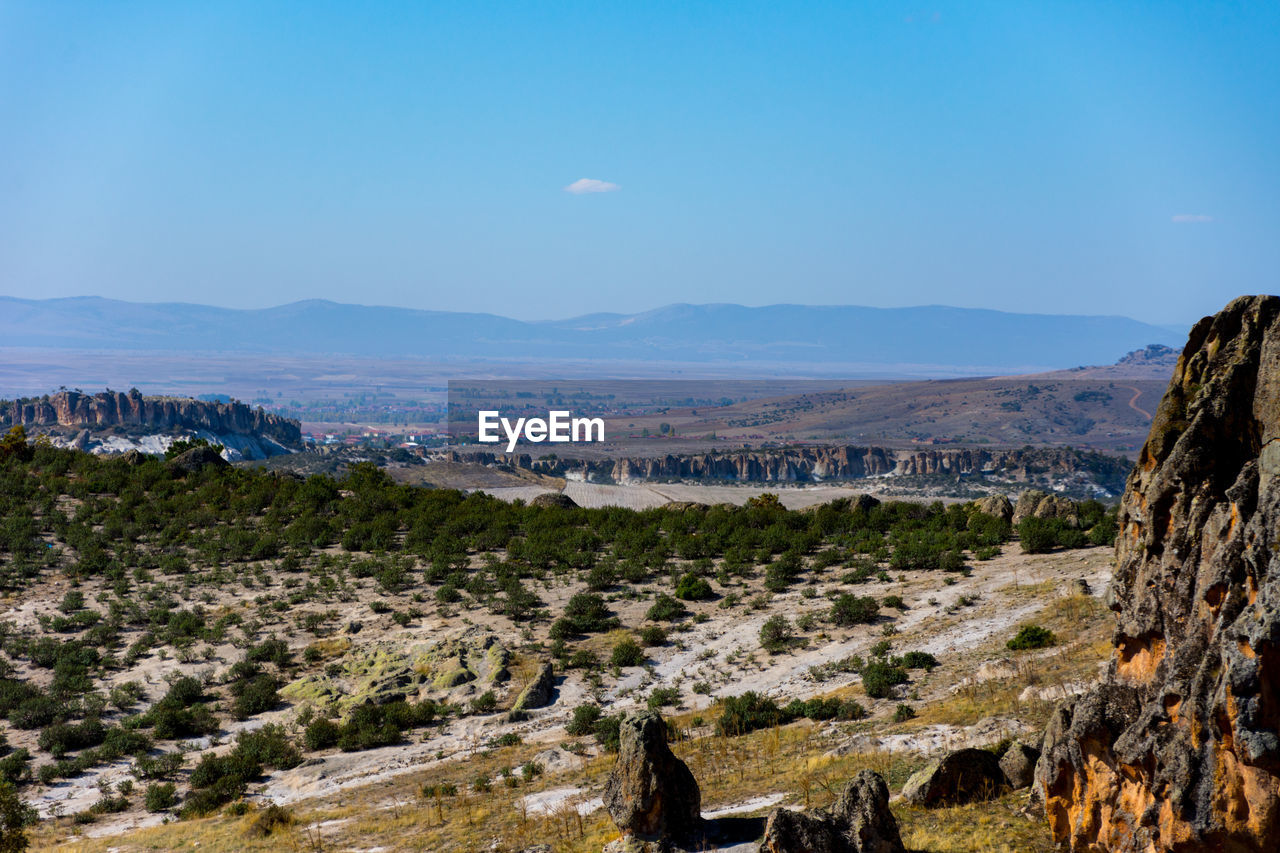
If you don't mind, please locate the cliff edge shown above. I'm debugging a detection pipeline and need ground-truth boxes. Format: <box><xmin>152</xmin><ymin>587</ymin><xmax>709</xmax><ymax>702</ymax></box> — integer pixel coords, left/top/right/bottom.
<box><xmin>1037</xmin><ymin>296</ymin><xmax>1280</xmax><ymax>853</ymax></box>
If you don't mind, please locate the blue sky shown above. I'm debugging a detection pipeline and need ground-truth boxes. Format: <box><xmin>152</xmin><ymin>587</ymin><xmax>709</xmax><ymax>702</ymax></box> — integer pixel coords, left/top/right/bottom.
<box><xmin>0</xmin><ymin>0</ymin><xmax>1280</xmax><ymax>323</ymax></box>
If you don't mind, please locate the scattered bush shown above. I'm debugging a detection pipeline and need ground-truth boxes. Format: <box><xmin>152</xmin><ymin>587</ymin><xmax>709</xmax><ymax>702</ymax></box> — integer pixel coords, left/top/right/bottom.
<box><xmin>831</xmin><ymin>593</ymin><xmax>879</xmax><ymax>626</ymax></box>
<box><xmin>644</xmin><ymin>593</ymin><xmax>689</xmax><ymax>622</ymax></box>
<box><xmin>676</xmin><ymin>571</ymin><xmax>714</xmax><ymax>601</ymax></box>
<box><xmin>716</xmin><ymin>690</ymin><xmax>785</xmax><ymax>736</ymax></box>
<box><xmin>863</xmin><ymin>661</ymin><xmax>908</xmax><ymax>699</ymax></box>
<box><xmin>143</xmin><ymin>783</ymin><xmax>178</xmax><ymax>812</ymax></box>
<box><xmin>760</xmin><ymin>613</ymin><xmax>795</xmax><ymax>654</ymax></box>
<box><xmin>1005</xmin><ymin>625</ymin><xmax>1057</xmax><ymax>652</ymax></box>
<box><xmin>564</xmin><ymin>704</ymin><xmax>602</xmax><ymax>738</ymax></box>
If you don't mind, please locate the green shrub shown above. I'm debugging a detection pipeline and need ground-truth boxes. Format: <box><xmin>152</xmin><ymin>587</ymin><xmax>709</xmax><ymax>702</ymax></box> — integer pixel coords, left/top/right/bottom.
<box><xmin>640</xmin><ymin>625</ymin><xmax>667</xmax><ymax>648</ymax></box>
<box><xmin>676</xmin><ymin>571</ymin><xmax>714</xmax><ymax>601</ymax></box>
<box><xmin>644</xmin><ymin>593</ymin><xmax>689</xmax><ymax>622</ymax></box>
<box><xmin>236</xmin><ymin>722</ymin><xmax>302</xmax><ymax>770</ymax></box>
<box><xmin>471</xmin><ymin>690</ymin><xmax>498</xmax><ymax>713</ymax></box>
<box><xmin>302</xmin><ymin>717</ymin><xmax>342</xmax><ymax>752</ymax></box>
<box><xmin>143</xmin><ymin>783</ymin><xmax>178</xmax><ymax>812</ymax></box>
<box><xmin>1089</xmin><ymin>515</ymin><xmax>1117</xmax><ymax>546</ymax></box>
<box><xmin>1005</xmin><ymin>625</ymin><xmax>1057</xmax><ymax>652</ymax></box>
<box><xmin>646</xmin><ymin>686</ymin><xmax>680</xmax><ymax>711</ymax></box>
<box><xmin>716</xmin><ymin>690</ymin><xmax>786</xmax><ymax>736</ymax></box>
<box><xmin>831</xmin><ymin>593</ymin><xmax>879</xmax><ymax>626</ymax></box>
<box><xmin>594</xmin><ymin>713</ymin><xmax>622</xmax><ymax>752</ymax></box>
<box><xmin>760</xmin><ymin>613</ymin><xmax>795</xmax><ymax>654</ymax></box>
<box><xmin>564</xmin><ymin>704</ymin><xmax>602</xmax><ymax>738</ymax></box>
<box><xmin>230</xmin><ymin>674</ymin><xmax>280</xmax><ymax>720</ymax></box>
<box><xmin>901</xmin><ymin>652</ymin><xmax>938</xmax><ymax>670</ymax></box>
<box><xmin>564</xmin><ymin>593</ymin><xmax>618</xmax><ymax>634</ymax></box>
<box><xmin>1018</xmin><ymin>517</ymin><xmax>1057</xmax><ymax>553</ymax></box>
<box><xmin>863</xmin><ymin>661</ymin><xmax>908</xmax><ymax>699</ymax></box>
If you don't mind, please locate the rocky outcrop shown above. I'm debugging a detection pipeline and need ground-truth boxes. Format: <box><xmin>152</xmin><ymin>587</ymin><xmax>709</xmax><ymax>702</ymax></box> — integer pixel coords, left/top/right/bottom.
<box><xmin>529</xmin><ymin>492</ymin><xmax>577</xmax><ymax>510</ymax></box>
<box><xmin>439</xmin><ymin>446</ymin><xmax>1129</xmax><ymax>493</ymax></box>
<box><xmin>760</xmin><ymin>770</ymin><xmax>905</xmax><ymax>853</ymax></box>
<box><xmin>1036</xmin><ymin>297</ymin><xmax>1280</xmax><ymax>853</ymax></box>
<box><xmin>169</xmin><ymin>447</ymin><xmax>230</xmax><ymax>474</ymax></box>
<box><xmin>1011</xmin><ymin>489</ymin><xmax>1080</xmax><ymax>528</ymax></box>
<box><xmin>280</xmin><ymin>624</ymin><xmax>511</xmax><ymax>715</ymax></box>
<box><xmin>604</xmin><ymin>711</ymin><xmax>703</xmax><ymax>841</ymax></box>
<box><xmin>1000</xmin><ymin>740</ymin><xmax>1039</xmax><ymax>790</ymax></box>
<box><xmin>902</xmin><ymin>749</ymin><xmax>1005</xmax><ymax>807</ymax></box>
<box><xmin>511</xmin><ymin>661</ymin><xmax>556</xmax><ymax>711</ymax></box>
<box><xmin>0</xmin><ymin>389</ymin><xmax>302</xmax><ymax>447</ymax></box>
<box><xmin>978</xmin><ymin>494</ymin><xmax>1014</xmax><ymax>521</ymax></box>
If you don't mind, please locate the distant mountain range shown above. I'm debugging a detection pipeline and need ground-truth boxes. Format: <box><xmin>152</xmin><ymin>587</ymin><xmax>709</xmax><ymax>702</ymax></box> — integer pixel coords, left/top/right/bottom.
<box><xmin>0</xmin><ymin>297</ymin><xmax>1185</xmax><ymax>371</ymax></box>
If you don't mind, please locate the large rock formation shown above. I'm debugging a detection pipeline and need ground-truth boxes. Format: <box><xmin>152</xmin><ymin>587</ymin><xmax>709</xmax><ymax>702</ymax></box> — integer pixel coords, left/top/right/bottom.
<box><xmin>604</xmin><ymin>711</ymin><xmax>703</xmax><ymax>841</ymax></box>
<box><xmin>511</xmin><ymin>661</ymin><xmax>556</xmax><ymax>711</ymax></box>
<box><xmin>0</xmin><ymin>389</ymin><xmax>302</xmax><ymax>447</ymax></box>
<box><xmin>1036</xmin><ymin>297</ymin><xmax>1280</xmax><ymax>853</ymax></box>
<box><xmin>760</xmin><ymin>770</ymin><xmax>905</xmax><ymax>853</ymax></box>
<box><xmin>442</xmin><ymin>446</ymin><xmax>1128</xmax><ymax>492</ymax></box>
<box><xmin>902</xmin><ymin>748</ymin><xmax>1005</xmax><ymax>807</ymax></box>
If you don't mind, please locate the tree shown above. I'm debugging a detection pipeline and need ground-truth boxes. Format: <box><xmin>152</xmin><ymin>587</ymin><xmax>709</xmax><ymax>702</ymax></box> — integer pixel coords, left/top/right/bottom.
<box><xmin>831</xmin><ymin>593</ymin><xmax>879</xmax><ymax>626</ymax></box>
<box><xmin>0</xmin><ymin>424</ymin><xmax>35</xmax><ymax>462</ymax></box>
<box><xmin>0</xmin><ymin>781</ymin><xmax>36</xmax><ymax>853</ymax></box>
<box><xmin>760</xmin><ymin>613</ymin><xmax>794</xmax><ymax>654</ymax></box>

- **WHAT YOU ARE ASKED TO DO**: Reproduce each entry verbatim, excluding any embedded images.

- **RESULT OF THIS EXERCISE**:
If you don't mind, please locate the cliff edge shown above. I'm debugging a detection pipeline and need ground-truth boxes. Format: <box><xmin>152</xmin><ymin>587</ymin><xmax>709</xmax><ymax>702</ymax></box> — integer pixel coords, left/top/right/bottom.
<box><xmin>1037</xmin><ymin>296</ymin><xmax>1280</xmax><ymax>853</ymax></box>
If you don't mind, please locate the blue sky shown above. I'm debugging a detection pipeline and need ground-truth boxes. Format: <box><xmin>152</xmin><ymin>587</ymin><xmax>709</xmax><ymax>702</ymax></box> — integer pixel coords, left/top/right/bottom.
<box><xmin>0</xmin><ymin>0</ymin><xmax>1280</xmax><ymax>323</ymax></box>
If you don't mind, please locate the scattered bush shown above. I'm debugging a detection pipeline and need ground-truth boxes. Format: <box><xmin>152</xmin><ymin>587</ymin><xmax>709</xmax><ymax>702</ymax></box> — integer pixel coords, left/top/right/bottom.
<box><xmin>831</xmin><ymin>593</ymin><xmax>879</xmax><ymax>626</ymax></box>
<box><xmin>644</xmin><ymin>593</ymin><xmax>689</xmax><ymax>622</ymax></box>
<box><xmin>676</xmin><ymin>571</ymin><xmax>714</xmax><ymax>601</ymax></box>
<box><xmin>716</xmin><ymin>690</ymin><xmax>785</xmax><ymax>736</ymax></box>
<box><xmin>863</xmin><ymin>661</ymin><xmax>908</xmax><ymax>699</ymax></box>
<box><xmin>143</xmin><ymin>783</ymin><xmax>178</xmax><ymax>812</ymax></box>
<box><xmin>760</xmin><ymin>613</ymin><xmax>795</xmax><ymax>654</ymax></box>
<box><xmin>1005</xmin><ymin>625</ymin><xmax>1057</xmax><ymax>652</ymax></box>
<box><xmin>564</xmin><ymin>704</ymin><xmax>602</xmax><ymax>738</ymax></box>
If you don't mind, please locate the green shrub shown above. I'm debugging a detection pipeline and need ground-truth boxes. Format: <box><xmin>152</xmin><ymin>587</ymin><xmax>709</xmax><ymax>702</ymax></box> — integer pixel coords, left/top/right/bottom.
<box><xmin>640</xmin><ymin>625</ymin><xmax>667</xmax><ymax>648</ymax></box>
<box><xmin>676</xmin><ymin>571</ymin><xmax>714</xmax><ymax>601</ymax></box>
<box><xmin>644</xmin><ymin>593</ymin><xmax>689</xmax><ymax>622</ymax></box>
<box><xmin>236</xmin><ymin>722</ymin><xmax>302</xmax><ymax>770</ymax></box>
<box><xmin>471</xmin><ymin>690</ymin><xmax>498</xmax><ymax>713</ymax></box>
<box><xmin>302</xmin><ymin>717</ymin><xmax>342</xmax><ymax>752</ymax></box>
<box><xmin>143</xmin><ymin>783</ymin><xmax>178</xmax><ymax>812</ymax></box>
<box><xmin>1089</xmin><ymin>515</ymin><xmax>1117</xmax><ymax>546</ymax></box>
<box><xmin>1005</xmin><ymin>625</ymin><xmax>1057</xmax><ymax>652</ymax></box>
<box><xmin>646</xmin><ymin>686</ymin><xmax>680</xmax><ymax>711</ymax></box>
<box><xmin>716</xmin><ymin>690</ymin><xmax>786</xmax><ymax>736</ymax></box>
<box><xmin>831</xmin><ymin>593</ymin><xmax>879</xmax><ymax>626</ymax></box>
<box><xmin>594</xmin><ymin>713</ymin><xmax>622</xmax><ymax>752</ymax></box>
<box><xmin>760</xmin><ymin>613</ymin><xmax>795</xmax><ymax>654</ymax></box>
<box><xmin>564</xmin><ymin>704</ymin><xmax>602</xmax><ymax>738</ymax></box>
<box><xmin>230</xmin><ymin>674</ymin><xmax>280</xmax><ymax>720</ymax></box>
<box><xmin>901</xmin><ymin>652</ymin><xmax>938</xmax><ymax>670</ymax></box>
<box><xmin>564</xmin><ymin>593</ymin><xmax>618</xmax><ymax>634</ymax></box>
<box><xmin>1018</xmin><ymin>517</ymin><xmax>1057</xmax><ymax>553</ymax></box>
<box><xmin>863</xmin><ymin>661</ymin><xmax>908</xmax><ymax>699</ymax></box>
If you don't mind, please locate the rocky outcrop shown above. I'm debugging a detection pipeline and need ground-truth boxes. Format: <box><xmin>152</xmin><ymin>587</ymin><xmax>709</xmax><ymax>702</ymax></box> — integer pixel coords, left/top/right/bottom.
<box><xmin>529</xmin><ymin>492</ymin><xmax>577</xmax><ymax>510</ymax></box>
<box><xmin>439</xmin><ymin>446</ymin><xmax>1129</xmax><ymax>493</ymax></box>
<box><xmin>760</xmin><ymin>770</ymin><xmax>905</xmax><ymax>853</ymax></box>
<box><xmin>1036</xmin><ymin>297</ymin><xmax>1280</xmax><ymax>853</ymax></box>
<box><xmin>169</xmin><ymin>447</ymin><xmax>230</xmax><ymax>474</ymax></box>
<box><xmin>1011</xmin><ymin>489</ymin><xmax>1080</xmax><ymax>528</ymax></box>
<box><xmin>280</xmin><ymin>624</ymin><xmax>511</xmax><ymax>715</ymax></box>
<box><xmin>604</xmin><ymin>711</ymin><xmax>703</xmax><ymax>841</ymax></box>
<box><xmin>1000</xmin><ymin>740</ymin><xmax>1039</xmax><ymax>790</ymax></box>
<box><xmin>902</xmin><ymin>749</ymin><xmax>1005</xmax><ymax>807</ymax></box>
<box><xmin>511</xmin><ymin>661</ymin><xmax>556</xmax><ymax>711</ymax></box>
<box><xmin>0</xmin><ymin>389</ymin><xmax>302</xmax><ymax>447</ymax></box>
<box><xmin>978</xmin><ymin>494</ymin><xmax>1014</xmax><ymax>521</ymax></box>
If you don't mind, please locate the distant mountain range shown above. I'm debugging a detection pipeline and need ground-truth boxes. Format: <box><xmin>152</xmin><ymin>587</ymin><xmax>709</xmax><ymax>702</ymax></box> — integer pixel coords, left/top/right/bottom.
<box><xmin>0</xmin><ymin>297</ymin><xmax>1185</xmax><ymax>371</ymax></box>
If you don't mind, please locate the large rock formation shown above. I'm debugging a detection pipeline and need ground-truth boxes. Format: <box><xmin>152</xmin><ymin>587</ymin><xmax>709</xmax><ymax>702</ymax></box> — integer pixel coords, left/top/right/bottom.
<box><xmin>604</xmin><ymin>711</ymin><xmax>703</xmax><ymax>841</ymax></box>
<box><xmin>511</xmin><ymin>661</ymin><xmax>556</xmax><ymax>711</ymax></box>
<box><xmin>0</xmin><ymin>389</ymin><xmax>302</xmax><ymax>447</ymax></box>
<box><xmin>1036</xmin><ymin>297</ymin><xmax>1280</xmax><ymax>853</ymax></box>
<box><xmin>760</xmin><ymin>770</ymin><xmax>905</xmax><ymax>853</ymax></box>
<box><xmin>442</xmin><ymin>446</ymin><xmax>1128</xmax><ymax>492</ymax></box>
<box><xmin>902</xmin><ymin>748</ymin><xmax>1005</xmax><ymax>807</ymax></box>
If you don't mind, please locate the tree shown above. I'm debugging a detection pipeline and need ground-truth boxes. Format: <box><xmin>152</xmin><ymin>587</ymin><xmax>709</xmax><ymax>702</ymax></box> — integer pixel coords, left/top/right/bottom.
<box><xmin>831</xmin><ymin>593</ymin><xmax>879</xmax><ymax>626</ymax></box>
<box><xmin>0</xmin><ymin>424</ymin><xmax>35</xmax><ymax>462</ymax></box>
<box><xmin>0</xmin><ymin>781</ymin><xmax>36</xmax><ymax>853</ymax></box>
<box><xmin>760</xmin><ymin>613</ymin><xmax>794</xmax><ymax>654</ymax></box>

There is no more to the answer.